## REQUIRED WORK
Transcribe the tail of the listing: start at the line containing "Task: place one keypoint per instance of the stupa" and stop after the last line, keeping every character as is and adding nothing.

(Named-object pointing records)
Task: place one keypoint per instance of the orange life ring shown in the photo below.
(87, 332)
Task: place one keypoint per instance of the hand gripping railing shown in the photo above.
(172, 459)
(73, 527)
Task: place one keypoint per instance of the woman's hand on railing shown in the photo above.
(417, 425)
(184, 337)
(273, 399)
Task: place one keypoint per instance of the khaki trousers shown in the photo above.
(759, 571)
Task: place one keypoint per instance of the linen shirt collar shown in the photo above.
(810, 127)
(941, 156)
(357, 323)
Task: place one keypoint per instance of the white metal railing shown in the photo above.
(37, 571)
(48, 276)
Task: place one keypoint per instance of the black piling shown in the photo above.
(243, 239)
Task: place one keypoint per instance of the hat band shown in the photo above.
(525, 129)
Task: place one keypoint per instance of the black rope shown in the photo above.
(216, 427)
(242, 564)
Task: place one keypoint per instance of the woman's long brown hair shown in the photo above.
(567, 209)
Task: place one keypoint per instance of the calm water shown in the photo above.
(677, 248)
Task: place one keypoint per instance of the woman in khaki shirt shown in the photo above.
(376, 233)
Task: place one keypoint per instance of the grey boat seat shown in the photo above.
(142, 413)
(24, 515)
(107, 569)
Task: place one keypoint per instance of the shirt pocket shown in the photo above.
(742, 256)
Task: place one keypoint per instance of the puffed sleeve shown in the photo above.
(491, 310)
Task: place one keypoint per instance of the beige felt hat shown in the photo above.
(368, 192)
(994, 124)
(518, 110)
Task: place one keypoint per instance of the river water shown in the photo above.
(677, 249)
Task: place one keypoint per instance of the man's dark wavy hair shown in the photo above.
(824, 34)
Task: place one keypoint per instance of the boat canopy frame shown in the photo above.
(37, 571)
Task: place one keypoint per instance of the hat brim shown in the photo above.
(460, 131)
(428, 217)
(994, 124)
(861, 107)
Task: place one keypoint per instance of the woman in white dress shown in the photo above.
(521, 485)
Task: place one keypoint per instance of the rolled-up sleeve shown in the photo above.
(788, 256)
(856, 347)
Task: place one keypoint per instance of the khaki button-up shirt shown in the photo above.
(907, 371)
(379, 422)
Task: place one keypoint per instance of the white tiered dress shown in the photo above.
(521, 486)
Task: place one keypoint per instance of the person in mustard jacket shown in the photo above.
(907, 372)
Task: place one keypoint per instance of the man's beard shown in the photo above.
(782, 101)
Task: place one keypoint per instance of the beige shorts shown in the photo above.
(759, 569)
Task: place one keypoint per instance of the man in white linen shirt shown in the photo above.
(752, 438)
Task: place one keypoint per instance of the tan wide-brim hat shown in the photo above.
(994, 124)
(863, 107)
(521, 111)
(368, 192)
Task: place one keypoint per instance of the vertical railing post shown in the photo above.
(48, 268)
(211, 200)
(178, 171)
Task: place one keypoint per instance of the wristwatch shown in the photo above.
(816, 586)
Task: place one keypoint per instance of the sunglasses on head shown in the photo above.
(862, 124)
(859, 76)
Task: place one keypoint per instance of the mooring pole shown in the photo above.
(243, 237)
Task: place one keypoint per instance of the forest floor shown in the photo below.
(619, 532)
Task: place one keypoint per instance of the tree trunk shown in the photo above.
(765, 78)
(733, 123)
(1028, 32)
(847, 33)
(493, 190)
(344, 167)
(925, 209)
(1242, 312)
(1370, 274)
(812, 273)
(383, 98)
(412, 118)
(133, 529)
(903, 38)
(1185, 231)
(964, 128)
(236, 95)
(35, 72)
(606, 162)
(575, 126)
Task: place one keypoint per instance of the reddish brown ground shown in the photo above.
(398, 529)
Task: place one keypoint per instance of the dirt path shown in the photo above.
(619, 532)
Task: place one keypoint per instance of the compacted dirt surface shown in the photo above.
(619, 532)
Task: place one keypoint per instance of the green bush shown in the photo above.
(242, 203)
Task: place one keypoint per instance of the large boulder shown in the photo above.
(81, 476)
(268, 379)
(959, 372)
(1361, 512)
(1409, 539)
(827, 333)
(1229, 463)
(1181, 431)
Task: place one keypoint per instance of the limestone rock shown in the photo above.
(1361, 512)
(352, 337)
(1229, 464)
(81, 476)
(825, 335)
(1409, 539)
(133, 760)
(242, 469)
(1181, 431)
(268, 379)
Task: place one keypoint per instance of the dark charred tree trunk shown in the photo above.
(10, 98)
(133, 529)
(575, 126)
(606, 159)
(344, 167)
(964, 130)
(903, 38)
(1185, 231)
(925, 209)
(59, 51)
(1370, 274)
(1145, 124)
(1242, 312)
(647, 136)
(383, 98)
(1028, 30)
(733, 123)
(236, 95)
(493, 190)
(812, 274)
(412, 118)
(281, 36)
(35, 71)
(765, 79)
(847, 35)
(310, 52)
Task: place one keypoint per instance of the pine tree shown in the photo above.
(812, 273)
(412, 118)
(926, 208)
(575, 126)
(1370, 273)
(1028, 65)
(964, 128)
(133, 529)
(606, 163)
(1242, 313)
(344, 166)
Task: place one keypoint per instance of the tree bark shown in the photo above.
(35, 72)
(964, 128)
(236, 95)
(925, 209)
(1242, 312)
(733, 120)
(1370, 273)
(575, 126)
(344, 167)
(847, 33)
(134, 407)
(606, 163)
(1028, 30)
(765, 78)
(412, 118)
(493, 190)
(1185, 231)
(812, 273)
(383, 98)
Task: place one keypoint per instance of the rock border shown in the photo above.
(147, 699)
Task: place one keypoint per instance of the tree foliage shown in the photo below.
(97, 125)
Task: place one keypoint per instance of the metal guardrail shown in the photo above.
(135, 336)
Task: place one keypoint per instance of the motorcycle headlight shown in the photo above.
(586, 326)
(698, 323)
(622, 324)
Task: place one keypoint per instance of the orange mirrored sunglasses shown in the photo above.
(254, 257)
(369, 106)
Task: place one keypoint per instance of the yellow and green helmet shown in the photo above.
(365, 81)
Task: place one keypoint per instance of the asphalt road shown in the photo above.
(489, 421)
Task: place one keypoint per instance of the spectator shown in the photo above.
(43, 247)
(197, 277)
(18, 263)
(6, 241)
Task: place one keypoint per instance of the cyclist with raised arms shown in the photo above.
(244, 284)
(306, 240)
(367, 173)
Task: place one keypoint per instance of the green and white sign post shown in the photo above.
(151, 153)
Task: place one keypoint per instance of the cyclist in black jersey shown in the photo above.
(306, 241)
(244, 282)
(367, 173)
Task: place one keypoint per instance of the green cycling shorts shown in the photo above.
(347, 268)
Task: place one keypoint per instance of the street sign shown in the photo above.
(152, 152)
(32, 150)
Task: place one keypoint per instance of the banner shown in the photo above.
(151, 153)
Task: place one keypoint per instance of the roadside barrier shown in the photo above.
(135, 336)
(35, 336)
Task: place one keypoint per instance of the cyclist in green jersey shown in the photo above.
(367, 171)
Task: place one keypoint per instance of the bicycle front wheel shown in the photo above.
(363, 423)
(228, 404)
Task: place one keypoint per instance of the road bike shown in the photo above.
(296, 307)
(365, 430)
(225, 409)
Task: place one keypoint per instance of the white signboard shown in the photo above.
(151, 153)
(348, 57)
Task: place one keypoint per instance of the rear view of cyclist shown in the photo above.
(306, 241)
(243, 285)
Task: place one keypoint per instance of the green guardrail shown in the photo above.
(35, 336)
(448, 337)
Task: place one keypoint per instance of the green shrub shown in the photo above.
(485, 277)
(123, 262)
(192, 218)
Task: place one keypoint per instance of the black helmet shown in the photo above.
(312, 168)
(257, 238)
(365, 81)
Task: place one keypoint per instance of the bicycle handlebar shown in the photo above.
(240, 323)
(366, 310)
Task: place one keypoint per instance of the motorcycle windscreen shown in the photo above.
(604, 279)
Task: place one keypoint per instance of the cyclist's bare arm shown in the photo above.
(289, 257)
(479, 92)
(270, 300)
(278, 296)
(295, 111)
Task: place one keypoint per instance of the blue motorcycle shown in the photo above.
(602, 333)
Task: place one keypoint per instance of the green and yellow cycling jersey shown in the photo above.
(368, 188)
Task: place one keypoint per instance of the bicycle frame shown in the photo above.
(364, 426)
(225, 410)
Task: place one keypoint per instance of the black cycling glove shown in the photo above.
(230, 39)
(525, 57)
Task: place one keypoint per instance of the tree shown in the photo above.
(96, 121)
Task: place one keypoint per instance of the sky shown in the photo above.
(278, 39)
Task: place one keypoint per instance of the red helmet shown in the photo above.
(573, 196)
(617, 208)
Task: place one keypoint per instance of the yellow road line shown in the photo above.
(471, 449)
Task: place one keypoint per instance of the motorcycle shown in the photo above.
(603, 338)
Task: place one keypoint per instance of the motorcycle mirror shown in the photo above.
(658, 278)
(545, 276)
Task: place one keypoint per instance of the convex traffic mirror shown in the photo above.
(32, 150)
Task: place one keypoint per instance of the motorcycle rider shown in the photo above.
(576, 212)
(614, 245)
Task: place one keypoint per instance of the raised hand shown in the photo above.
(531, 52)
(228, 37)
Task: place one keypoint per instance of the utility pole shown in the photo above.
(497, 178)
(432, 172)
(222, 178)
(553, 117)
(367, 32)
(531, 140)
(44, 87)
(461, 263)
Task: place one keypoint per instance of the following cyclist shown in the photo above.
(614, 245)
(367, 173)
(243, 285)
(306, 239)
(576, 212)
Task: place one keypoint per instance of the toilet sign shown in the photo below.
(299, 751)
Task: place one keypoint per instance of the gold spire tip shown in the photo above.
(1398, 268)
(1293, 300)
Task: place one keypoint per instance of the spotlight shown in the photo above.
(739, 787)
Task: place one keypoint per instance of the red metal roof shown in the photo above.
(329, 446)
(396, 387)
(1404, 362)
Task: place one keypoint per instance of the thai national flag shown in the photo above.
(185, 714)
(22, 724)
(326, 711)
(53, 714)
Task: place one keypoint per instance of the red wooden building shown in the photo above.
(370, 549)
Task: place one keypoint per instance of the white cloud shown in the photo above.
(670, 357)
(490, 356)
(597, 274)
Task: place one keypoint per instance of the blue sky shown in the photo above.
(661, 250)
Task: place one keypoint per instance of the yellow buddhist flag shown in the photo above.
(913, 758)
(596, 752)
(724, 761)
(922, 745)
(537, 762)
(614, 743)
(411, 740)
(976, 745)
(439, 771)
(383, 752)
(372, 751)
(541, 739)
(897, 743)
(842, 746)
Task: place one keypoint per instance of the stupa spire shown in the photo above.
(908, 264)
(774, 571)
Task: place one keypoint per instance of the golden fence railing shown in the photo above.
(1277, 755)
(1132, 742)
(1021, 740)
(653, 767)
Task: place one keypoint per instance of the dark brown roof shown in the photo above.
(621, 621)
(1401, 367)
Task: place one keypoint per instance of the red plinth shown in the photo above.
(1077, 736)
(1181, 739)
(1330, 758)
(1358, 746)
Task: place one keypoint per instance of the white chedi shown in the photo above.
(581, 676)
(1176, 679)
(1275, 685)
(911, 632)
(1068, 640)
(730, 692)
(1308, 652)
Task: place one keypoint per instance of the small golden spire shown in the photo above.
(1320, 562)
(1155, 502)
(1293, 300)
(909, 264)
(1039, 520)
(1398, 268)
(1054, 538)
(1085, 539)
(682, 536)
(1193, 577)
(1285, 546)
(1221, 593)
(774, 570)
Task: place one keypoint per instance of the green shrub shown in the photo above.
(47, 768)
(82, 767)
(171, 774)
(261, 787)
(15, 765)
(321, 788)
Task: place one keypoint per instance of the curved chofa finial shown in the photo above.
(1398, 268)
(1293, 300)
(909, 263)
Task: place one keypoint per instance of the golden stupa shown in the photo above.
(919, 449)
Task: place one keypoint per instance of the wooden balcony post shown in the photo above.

## RESULT FOR THIS TASK
Task: place one keypoint per instance of the stupa spire shown in the photo above.
(908, 264)
(774, 571)
Task: place one keypoint per instance of the golden fence railing shown in the photo above.
(1277, 755)
(1132, 742)
(1021, 740)
(653, 767)
Task: place one keypoint per instance of the dark brown roof shown in the photo above.
(621, 621)
(1401, 367)
Task: place one keypoint per instance of the red plinth shown in the photo above.
(1077, 736)
(1181, 739)
(1330, 758)
(1358, 746)
Task: place one keypoint per instance of the white chedi shown in the photo above.
(581, 676)
(1176, 679)
(1275, 685)
(911, 632)
(1068, 640)
(730, 692)
(1308, 652)
Task: place one keypoint per instance of the small golden spire shown in the photo above.
(1320, 562)
(1155, 502)
(1293, 300)
(909, 264)
(1039, 520)
(1398, 268)
(1054, 538)
(1085, 539)
(682, 536)
(1193, 577)
(1285, 546)
(1221, 593)
(774, 570)
Task: place one keypoint per instance of the green shrub shown in the photo above.
(47, 768)
(82, 767)
(171, 774)
(261, 787)
(15, 765)
(321, 788)
Task: place one keypoint per instance of the curved chofa finial shown in the photo above.
(1398, 268)
(1293, 300)
(909, 263)
Task: place one keypoint per instance of the golden stupa shown in the photo above.
(919, 449)
Task: place one keypoint per instance of the wooden balcony post shown in the photo above.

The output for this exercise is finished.